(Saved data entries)
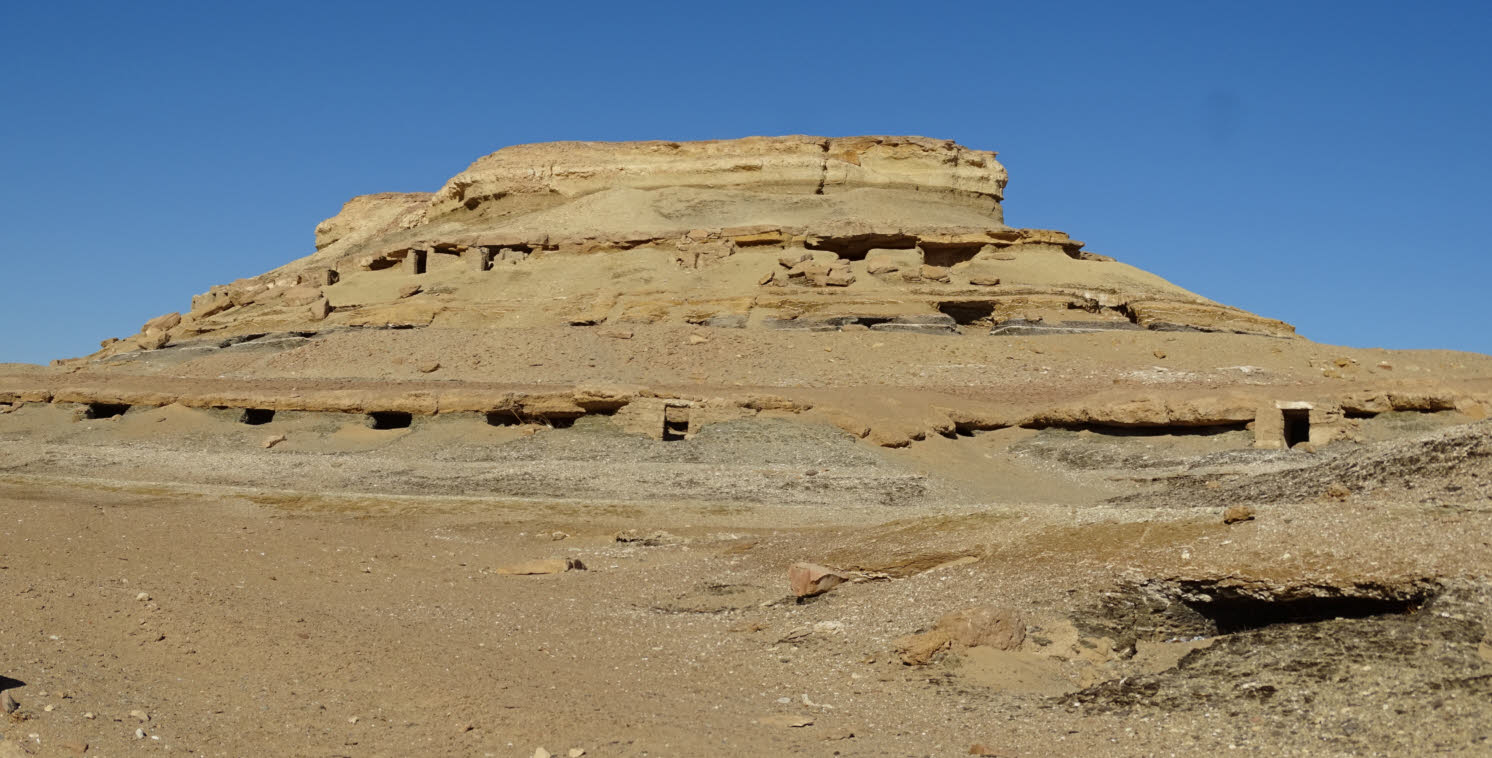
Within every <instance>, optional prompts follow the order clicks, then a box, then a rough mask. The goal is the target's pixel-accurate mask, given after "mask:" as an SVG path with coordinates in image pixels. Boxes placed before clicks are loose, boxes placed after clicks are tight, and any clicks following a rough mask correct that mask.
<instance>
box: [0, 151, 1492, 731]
mask: <svg viewBox="0 0 1492 758" xmlns="http://www.w3.org/2000/svg"><path fill="white" fill-rule="evenodd" d="M433 179H434V178H433ZM1006 185H1007V175H1006V169H1004V167H1003V166H1001V164H1000V163H998V161H997V157H995V154H994V152H988V151H979V149H970V148H965V146H961V145H958V143H955V142H949V140H937V139H927V137H874V136H865V137H804V136H792V137H750V139H740V140H721V142H634V143H597V142H558V143H545V145H521V146H512V148H504V149H500V151H497V152H494V154H491V155H486V157H483V158H479V160H477V161H476V163H473V164H471V166H470V167H467V169H466V170H464V172H461V173H458V175H455V176H454V178H451V179H448V181H446V182H445V184H443V185H442V187H440V188H439V190H437V191H434V192H389V194H373V195H364V197H355V198H352V200H349V201H348V203H346V204H345V206H343V207H342V210H340V212H339V213H336V215H334V216H331V218H328V219H327V221H324V222H321V224H319V225H318V227H316V230H315V248H313V251H312V249H310V245H307V249H304V251H286V254H285V260H289V258H292V257H294V255H295V252H303V254H304V255H301V257H300V258H295V260H289V263H286V264H285V266H280V267H279V269H275V270H270V272H266V273H263V275H258V276H252V278H248V279H240V281H236V282H230V284H224V285H218V286H212V288H210V289H209V291H206V292H201V294H197V295H195V297H191V300H189V304H188V301H186V294H185V292H184V295H182V301H181V303H179V304H178V306H175V309H170V307H163V310H170V312H166V313H164V315H161V316H158V318H152V319H151V321H148V322H146V324H145V325H143V327H140V330H139V333H134V334H130V336H125V337H121V339H107V340H104V342H103V345H101V346H100V348H101V349H100V351H98V352H95V354H93V355H88V357H79V358H66V360H58V361H54V363H52V366H46V367H42V366H18V364H9V366H0V516H3V518H0V597H6V598H7V607H6V624H3V625H0V689H4V691H6V694H12V692H13V694H15V700H16V701H18V704H16V706H15V707H13V709H10V706H9V704H7V709H9V710H12V712H13V713H10V715H4V716H0V734H3V736H4V737H6V739H4V740H0V746H10V748H13V746H16V745H19V740H33V742H36V743H37V745H48V746H52V745H61V746H64V748H66V746H69V745H72V746H73V748H72V749H73V752H87V751H88V749H90V748H88V746H90V745H93V749H94V751H104V752H109V754H125V752H128V751H131V749H137V748H136V746H137V745H140V743H137V742H134V740H136V737H137V739H140V740H145V739H146V737H148V736H151V737H154V736H161V734H164V739H163V746H179V748H181V749H184V751H188V752H201V754H213V755H303V754H316V755H343V754H360V755H361V754H388V755H482V754H488V755H549V754H551V752H549V751H555V752H554V754H555V755H562V754H568V755H582V754H585V755H643V754H646V755H786V754H804V755H816V754H827V752H836V754H853V755H930V754H937V755H943V754H949V755H952V754H973V755H1071V757H1100V755H1103V757H1109V755H1216V754H1223V752H1226V751H1229V749H1235V748H1243V749H1249V751H1255V752H1261V754H1268V755H1423V754H1429V752H1446V754H1459V755H1485V754H1486V749H1488V740H1492V733H1489V731H1488V724H1492V715H1489V709H1488V706H1486V703H1489V697H1492V685H1489V682H1492V646H1489V643H1488V642H1486V639H1488V634H1486V631H1488V624H1489V618H1492V601H1489V600H1488V598H1489V597H1492V585H1489V582H1488V576H1489V574H1492V564H1489V561H1488V545H1492V518H1489V513H1492V421H1486V419H1485V418H1486V413H1488V409H1489V403H1492V358H1489V357H1486V355H1474V354H1465V352H1452V351H1383V349H1359V348H1343V346H1331V345H1319V343H1316V342H1311V340H1308V339H1305V337H1303V336H1300V334H1297V333H1295V330H1294V328H1292V327H1291V325H1289V324H1285V322H1282V321H1277V319H1273V318H1268V315H1267V313H1265V315H1255V313H1249V312H1246V310H1241V309H1238V307H1232V306H1228V304H1223V303H1216V301H1213V300H1209V298H1206V297H1203V295H1200V294H1194V292H1189V291H1186V289H1183V288H1180V286H1176V285H1173V284H1170V282H1167V281H1165V279H1162V278H1161V276H1156V275H1153V273H1149V272H1144V270H1140V269H1137V267H1132V266H1128V264H1125V263H1123V261H1118V260H1115V258H1112V257H1109V255H1101V254H1100V252H1094V251H1089V249H1088V246H1086V245H1085V243H1083V242H1077V240H1074V239H1071V237H1070V236H1068V234H1065V233H1062V231H1055V230H1038V228H1024V227H1019V225H1010V224H1007V221H1006V218H1004V212H1003V209H1001V203H1003V200H1004V197H1006ZM1155 234H1156V243H1161V242H1165V243H1170V242H1171V240H1164V239H1162V237H1164V234H1167V231H1165V230H1156V231H1155ZM1194 243H1195V246H1197V254H1198V255H1206V254H1207V249H1206V248H1207V240H1195V242H1194ZM1101 249H1103V248H1100V251H1101ZM1249 264H1250V263H1249V261H1229V260H1219V261H1216V266H1219V267H1226V266H1249ZM1162 273H1164V272H1162ZM128 328H131V330H133V327H128ZM16 682H24V686H22V685H21V683H16ZM49 692H51V694H49ZM272 709H273V710H272ZM122 713H130V716H128V718H125V716H124V715H122ZM136 713H139V715H136ZM95 715H97V719H95V718H94V716H95ZM6 719H9V721H6ZM124 727H128V728H127V730H125V728H124ZM136 730H139V731H136ZM33 737H34V739H33ZM25 745H28V746H30V745H31V742H27V743H25ZM79 746H81V749H79ZM950 746H952V748H950ZM4 749H9V748H0V751H4ZM18 749H19V748H18ZM576 751H582V752H576ZM0 754H3V752H0ZM12 754H13V751H12Z"/></svg>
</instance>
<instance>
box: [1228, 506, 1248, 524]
mask: <svg viewBox="0 0 1492 758" xmlns="http://www.w3.org/2000/svg"><path fill="white" fill-rule="evenodd" d="M1240 521H1253V509H1252V507H1249V506H1228V509H1226V510H1223V512H1222V522H1223V524H1238V522H1240Z"/></svg>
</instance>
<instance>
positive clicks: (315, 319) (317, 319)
mask: <svg viewBox="0 0 1492 758" xmlns="http://www.w3.org/2000/svg"><path fill="white" fill-rule="evenodd" d="M328 315H331V303H328V301H327V298H325V297H322V298H321V300H316V301H315V303H312V304H310V319H312V321H325V319H327V316H328Z"/></svg>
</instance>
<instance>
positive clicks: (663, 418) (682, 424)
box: [662, 406, 689, 442]
mask: <svg viewBox="0 0 1492 758" xmlns="http://www.w3.org/2000/svg"><path fill="white" fill-rule="evenodd" d="M688 436H689V409H686V407H673V406H670V407H665V409H662V440H664V442H679V440H682V439H685V437H688Z"/></svg>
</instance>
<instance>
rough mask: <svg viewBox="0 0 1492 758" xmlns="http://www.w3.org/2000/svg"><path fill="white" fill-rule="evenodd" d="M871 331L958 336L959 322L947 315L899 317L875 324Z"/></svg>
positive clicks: (952, 316) (915, 315)
mask: <svg viewBox="0 0 1492 758" xmlns="http://www.w3.org/2000/svg"><path fill="white" fill-rule="evenodd" d="M870 328H871V331H910V333H913V334H958V322H956V321H953V316H949V315H947V313H922V315H909V316H897V318H894V319H891V321H885V322H880V324H873V325H871V327H870Z"/></svg>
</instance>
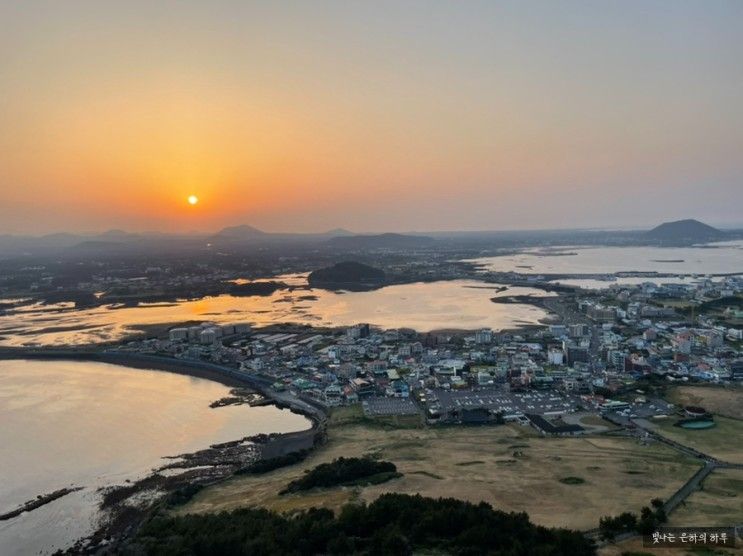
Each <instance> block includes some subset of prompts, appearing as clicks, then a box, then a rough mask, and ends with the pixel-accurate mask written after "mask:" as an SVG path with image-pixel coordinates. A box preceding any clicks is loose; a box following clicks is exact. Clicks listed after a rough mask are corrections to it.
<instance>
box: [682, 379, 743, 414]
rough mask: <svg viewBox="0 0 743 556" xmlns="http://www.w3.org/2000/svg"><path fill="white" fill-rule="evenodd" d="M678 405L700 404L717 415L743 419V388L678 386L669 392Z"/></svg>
mask: <svg viewBox="0 0 743 556" xmlns="http://www.w3.org/2000/svg"><path fill="white" fill-rule="evenodd" d="M668 400H669V401H670V402H672V403H675V404H676V405H681V406H684V405H698V406H702V407H704V408H705V409H707V411H711V412H712V413H714V414H716V415H723V416H725V417H730V418H731V419H740V420H743V388H741V387H725V388H723V387H719V386H677V387H676V388H673V389H672V390H671V391H670V392H669V394H668Z"/></svg>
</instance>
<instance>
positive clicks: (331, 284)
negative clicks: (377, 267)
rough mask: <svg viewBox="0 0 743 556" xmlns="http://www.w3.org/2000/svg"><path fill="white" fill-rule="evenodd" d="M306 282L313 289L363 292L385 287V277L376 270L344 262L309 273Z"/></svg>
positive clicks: (384, 274)
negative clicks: (360, 291) (344, 290)
mask: <svg viewBox="0 0 743 556" xmlns="http://www.w3.org/2000/svg"><path fill="white" fill-rule="evenodd" d="M307 281H308V282H309V284H310V286H312V287H313V288H323V289H328V290H352V291H363V290H370V289H374V288H378V287H381V286H383V285H385V283H386V281H387V276H386V275H385V273H384V271H383V270H380V269H378V268H374V267H372V266H369V265H365V264H363V263H359V262H355V261H345V262H340V263H336V264H334V265H333V266H329V267H326V268H321V269H319V270H315V271H313V272H310V275H309V277H308V278H307Z"/></svg>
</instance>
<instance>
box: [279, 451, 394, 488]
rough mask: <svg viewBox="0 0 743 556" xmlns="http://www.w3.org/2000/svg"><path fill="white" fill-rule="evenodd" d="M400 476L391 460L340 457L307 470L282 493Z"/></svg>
mask: <svg viewBox="0 0 743 556" xmlns="http://www.w3.org/2000/svg"><path fill="white" fill-rule="evenodd" d="M399 476H400V474H399V473H397V467H396V466H395V464H394V463H390V462H389V461H376V460H374V459H372V458H370V457H363V458H338V459H336V460H333V461H332V462H330V463H323V464H320V465H318V466H317V467H315V468H314V469H311V470H309V471H307V473H306V474H305V476H304V477H302V478H300V479H296V480H295V481H292V482H291V483H289V484H288V485H287V487H286V488H285V489H284V490H283V491H282V492H281V494H286V493H288V492H298V491H300V490H309V489H311V488H316V487H322V488H327V487H332V486H337V485H351V484H364V483H365V482H372V483H374V484H376V483H378V482H384V481H388V480H390V479H392V478H394V477H399Z"/></svg>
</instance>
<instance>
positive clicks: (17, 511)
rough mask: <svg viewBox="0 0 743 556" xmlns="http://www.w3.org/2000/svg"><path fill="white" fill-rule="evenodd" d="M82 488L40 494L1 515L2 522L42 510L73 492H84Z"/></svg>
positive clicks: (68, 488)
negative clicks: (14, 517) (39, 510)
mask: <svg viewBox="0 0 743 556" xmlns="http://www.w3.org/2000/svg"><path fill="white" fill-rule="evenodd" d="M82 488H83V487H66V488H60V489H59V490H55V491H54V492H50V493H48V494H40V495H39V496H37V497H36V498H34V499H33V500H29V501H28V502H25V503H24V504H21V505H20V506H19V507H18V508H16V509H15V510H12V511H10V512H7V513H4V514H0V521H7V520H9V519H13V518H14V517H18V516H19V515H21V514H23V513H25V512H31V511H33V510H35V509H37V508H40V507H41V506H45V505H46V504H49V503H50V502H54V501H55V500H57V499H58V498H62V497H63V496H67V495H68V494H70V493H71V492H77V491H78V490H82Z"/></svg>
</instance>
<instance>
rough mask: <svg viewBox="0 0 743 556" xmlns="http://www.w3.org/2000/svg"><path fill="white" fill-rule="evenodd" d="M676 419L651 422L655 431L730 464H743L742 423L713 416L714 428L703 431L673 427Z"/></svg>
mask: <svg viewBox="0 0 743 556" xmlns="http://www.w3.org/2000/svg"><path fill="white" fill-rule="evenodd" d="M676 421H677V419H674V418H670V419H665V420H663V421H653V422H652V424H653V426H654V427H655V431H656V432H658V433H659V434H662V435H663V436H665V437H666V438H670V439H671V440H675V441H676V442H680V443H681V444H684V445H685V446H689V447H691V448H694V449H696V450H699V451H700V452H704V453H705V454H708V455H710V456H712V457H715V458H718V459H721V460H723V461H728V462H731V463H743V421H740V420H738V419H730V418H728V417H722V416H720V415H716V416H715V422H716V423H717V426H716V427H713V428H711V429H704V430H690V429H682V428H680V427H676V426H674V423H675V422H676Z"/></svg>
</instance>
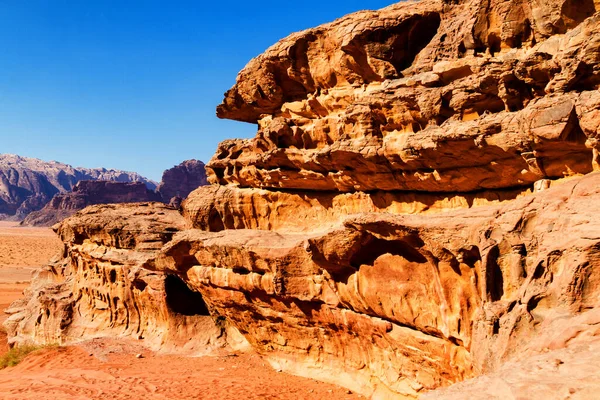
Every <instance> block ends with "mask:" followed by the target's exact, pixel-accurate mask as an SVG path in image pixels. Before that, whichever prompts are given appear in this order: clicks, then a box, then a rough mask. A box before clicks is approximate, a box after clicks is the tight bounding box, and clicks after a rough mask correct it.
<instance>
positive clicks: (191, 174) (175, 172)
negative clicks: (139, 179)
mask: <svg viewBox="0 0 600 400" xmlns="http://www.w3.org/2000/svg"><path fill="white" fill-rule="evenodd" d="M207 184H208V182H207V180H206V170H205V166H204V163H203V162H202V161H198V160H186V161H184V162H182V163H181V164H179V165H176V166H174V167H173V168H170V169H168V170H166V171H165V172H164V173H163V176H162V180H161V182H160V185H158V188H157V189H156V191H157V192H158V193H160V196H161V197H162V201H163V202H165V203H167V204H169V203H172V204H177V205H180V204H181V201H182V200H183V199H185V198H186V197H187V196H188V195H189V194H190V193H191V192H192V191H193V190H195V189H197V188H198V187H200V186H204V185H207ZM176 208H179V207H176Z"/></svg>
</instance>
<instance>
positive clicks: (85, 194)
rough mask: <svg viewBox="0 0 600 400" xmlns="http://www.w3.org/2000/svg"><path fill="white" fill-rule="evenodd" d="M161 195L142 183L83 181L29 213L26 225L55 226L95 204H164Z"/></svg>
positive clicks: (137, 182)
mask: <svg viewBox="0 0 600 400" xmlns="http://www.w3.org/2000/svg"><path fill="white" fill-rule="evenodd" d="M160 200H161V197H160V194H158V193H156V192H154V191H152V190H150V189H148V188H147V187H146V185H145V184H144V183H142V182H133V183H124V182H111V181H80V182H79V183H77V184H76V185H75V186H74V187H73V191H71V192H69V193H63V194H57V195H56V196H54V197H53V198H52V200H50V202H49V203H48V204H46V205H45V206H44V208H42V209H41V210H40V211H34V212H32V213H31V214H29V215H28V216H27V217H26V218H25V219H24V220H23V222H22V225H26V226H52V225H54V224H56V223H57V222H59V221H61V220H63V219H65V218H67V217H70V216H71V215H73V214H75V213H76V212H77V211H79V210H83V209H84V208H86V207H87V206H91V205H95V204H111V203H138V202H152V201H160Z"/></svg>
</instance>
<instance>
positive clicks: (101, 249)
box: [5, 203, 235, 354]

> **Problem to work on**
Precisely those lines above that run from the line with "positive clicks: (315, 319) (317, 319)" up to and including the line with "box: [682, 379, 743, 414]" are to be set down, with the pictures omitted.

> **Solution to this exercise**
positive clicks: (315, 319) (317, 319)
mask: <svg viewBox="0 0 1492 758" xmlns="http://www.w3.org/2000/svg"><path fill="white" fill-rule="evenodd" d="M328 315H331V303H328V301H327V298H325V297H322V298H321V300H316V301H315V303H312V304H310V319H312V321H325V319H327V316H328Z"/></svg>
</instance>
<instance>
positive clicks: (663, 418) (682, 424)
box: [662, 406, 689, 442]
mask: <svg viewBox="0 0 1492 758" xmlns="http://www.w3.org/2000/svg"><path fill="white" fill-rule="evenodd" d="M688 436H689V409H686V407H673V406H670V407H665V409H662V440H664V442H679V440H682V439H685V437H688Z"/></svg>
</instance>
<instance>
rough mask: <svg viewBox="0 0 1492 758" xmlns="http://www.w3.org/2000/svg"><path fill="white" fill-rule="evenodd" d="M871 331L958 336L959 322L947 315L899 317L875 324Z"/></svg>
positive clicks: (952, 316) (915, 315)
mask: <svg viewBox="0 0 1492 758" xmlns="http://www.w3.org/2000/svg"><path fill="white" fill-rule="evenodd" d="M870 328H871V331H910V333H913V334H958V322H956V321H953V316H949V315H947V313H922V315H909V316H897V318H894V319H891V321H885V322H880V324H873V325H871V327H870Z"/></svg>
</instance>
Each <instance> block includes some subset of prompts, appearing as clicks, then a box, then a rough mask, and ends with the pixel-accurate mask written after "mask:" as an SVG path with image-pixel coordinates. A box preceding any clicks is loose; a box following clicks is exact. Clicks listed after a rough mask are corrections to it.
<instance>
box: [682, 379, 743, 414]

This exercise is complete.